#### Dataset rows ####
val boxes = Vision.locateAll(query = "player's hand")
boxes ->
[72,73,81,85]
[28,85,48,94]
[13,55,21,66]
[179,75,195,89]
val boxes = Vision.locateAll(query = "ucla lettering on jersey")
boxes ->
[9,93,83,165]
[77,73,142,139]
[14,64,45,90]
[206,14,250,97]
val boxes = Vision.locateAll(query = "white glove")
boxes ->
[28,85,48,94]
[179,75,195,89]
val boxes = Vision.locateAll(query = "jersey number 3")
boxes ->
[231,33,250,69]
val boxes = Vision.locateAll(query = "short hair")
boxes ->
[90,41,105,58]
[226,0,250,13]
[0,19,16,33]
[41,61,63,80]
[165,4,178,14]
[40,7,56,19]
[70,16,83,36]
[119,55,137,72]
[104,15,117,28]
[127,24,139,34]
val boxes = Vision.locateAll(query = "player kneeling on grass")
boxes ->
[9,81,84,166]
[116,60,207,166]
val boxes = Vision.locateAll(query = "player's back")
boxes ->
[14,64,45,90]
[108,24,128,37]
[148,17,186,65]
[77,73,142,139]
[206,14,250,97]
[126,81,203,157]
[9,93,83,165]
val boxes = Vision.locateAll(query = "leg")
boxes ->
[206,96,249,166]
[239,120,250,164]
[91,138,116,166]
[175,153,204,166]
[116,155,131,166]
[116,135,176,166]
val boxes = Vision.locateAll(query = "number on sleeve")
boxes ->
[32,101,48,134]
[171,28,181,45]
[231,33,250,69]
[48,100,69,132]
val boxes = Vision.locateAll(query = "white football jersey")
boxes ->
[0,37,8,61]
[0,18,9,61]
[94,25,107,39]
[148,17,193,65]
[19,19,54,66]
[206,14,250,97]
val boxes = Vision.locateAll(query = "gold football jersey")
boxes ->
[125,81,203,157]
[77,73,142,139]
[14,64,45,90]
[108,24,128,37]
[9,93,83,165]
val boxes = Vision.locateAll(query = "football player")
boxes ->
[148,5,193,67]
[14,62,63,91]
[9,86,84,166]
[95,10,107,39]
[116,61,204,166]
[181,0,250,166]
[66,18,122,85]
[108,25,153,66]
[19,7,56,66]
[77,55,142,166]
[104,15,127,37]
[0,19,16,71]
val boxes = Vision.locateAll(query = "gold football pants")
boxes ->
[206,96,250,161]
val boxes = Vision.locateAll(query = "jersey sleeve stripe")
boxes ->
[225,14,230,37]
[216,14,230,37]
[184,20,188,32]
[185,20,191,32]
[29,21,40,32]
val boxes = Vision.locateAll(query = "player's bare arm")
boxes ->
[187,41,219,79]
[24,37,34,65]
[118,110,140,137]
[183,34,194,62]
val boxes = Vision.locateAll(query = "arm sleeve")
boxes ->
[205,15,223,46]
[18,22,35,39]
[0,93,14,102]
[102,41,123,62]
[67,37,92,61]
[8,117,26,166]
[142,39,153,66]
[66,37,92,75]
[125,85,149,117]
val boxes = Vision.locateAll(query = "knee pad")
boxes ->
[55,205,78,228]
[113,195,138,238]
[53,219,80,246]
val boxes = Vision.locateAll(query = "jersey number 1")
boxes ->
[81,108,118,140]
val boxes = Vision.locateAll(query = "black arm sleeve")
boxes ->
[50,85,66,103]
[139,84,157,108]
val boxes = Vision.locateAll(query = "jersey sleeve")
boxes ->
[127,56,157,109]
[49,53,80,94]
####
### [Your goal]
Rewrite the lines above, replacing "knee pad" with "kneepad" and leaving everything else unchanged.

### [Solution for this problem]
val boxes = Vision.locateAll(query = "player's hand")
boxes ->
[72,73,81,85]
[28,85,48,94]
[13,55,21,66]
[179,75,195,89]
val boxes = Vision.locateAll(query = "ucla lettering on jersey")
boxes ->
[9,93,83,165]
[77,73,142,139]
[14,64,45,90]
[206,14,250,97]
val boxes = Vision.locateAll(query = "white glove")
boxes ->
[28,85,48,94]
[179,75,195,89]
val boxes = Vision.locateAll(query = "jersey number 3")
boxes ->
[231,33,250,69]
val boxes = Vision.locateAll(query = "short hair")
boxes ->
[90,41,105,58]
[226,0,250,13]
[0,19,16,33]
[41,61,63,80]
[165,4,178,14]
[40,7,56,19]
[70,16,83,36]
[119,55,137,72]
[104,15,117,28]
[127,24,139,34]
val boxes = Vision.locateAll(query = "player kneeling on grass")
boxes ->
[9,81,84,166]
[116,60,207,166]
val boxes = Vision.locateAll(query = "player's back")
boxes ->
[14,64,45,90]
[108,24,128,37]
[148,17,186,65]
[77,73,142,139]
[206,14,250,97]
[126,81,203,157]
[9,93,83,165]
val boxes = Vision.locateAll(query = "leg")
boxes ->
[206,96,249,166]
[239,120,250,164]
[91,138,116,166]
[175,153,204,166]
[116,155,131,166]
[116,135,176,166]
val boxes = Vision.locateAll(query = "number on sleeve")
boxes ->
[32,101,48,134]
[171,28,181,45]
[231,33,250,69]
[48,100,69,132]
val boxes = Vision.locateAll(query = "white football jersey")
boxes ->
[0,37,8,61]
[0,18,9,61]
[94,25,107,39]
[148,17,193,65]
[19,19,54,66]
[206,14,250,97]
val boxes = Vision.locateAll(query = "gold football jersey")
boxes ->
[125,81,203,157]
[77,73,142,139]
[14,64,45,90]
[108,24,128,37]
[9,93,83,165]
val boxes = Vision.locateAll(query = "football player")
boxes ->
[148,5,193,67]
[14,62,63,91]
[9,86,84,166]
[95,10,107,39]
[116,61,204,166]
[181,0,250,166]
[66,18,122,85]
[108,25,153,66]
[19,7,56,66]
[77,55,142,166]
[104,15,127,37]
[0,19,16,71]
val boxes = Vision.locateAll(query = "gold football pants")
boxes ->
[206,96,250,161]
val boxes = Vision.locateAll(query = "jersey sleeve stripe")
boxes ->
[225,14,230,37]
[216,14,230,37]
[184,20,188,32]
[185,20,191,32]
[29,21,40,32]
val boxes = Vision.locateAll(query = "player's bare arm")
boxes ->
[187,41,219,79]
[24,37,34,65]
[118,110,140,137]
[183,34,194,62]
val boxes = Vision.locateAll(query = "arm sleeve")
boxes ->
[205,15,223,46]
[18,22,35,39]
[0,93,14,102]
[102,41,123,62]
[67,37,92,61]
[8,117,26,166]
[142,39,153,66]
[66,37,92,75]
[125,85,149,117]
val boxes = Vision.locateAll(query = "kneepad")
boxes ->
[55,205,78,228]
[113,195,138,238]
[53,219,80,246]
val boxes = Vision.locateAll(query = "jersey number 1")
boxes ->
[81,108,118,140]
val boxes = Vision.locateAll(query = "black arm sleeve")
boxes ->
[50,85,66,103]
[139,84,157,108]
val boxes = Vision.locateAll(query = "jersey sleeve")
boxes ->
[127,56,157,109]
[49,53,80,94]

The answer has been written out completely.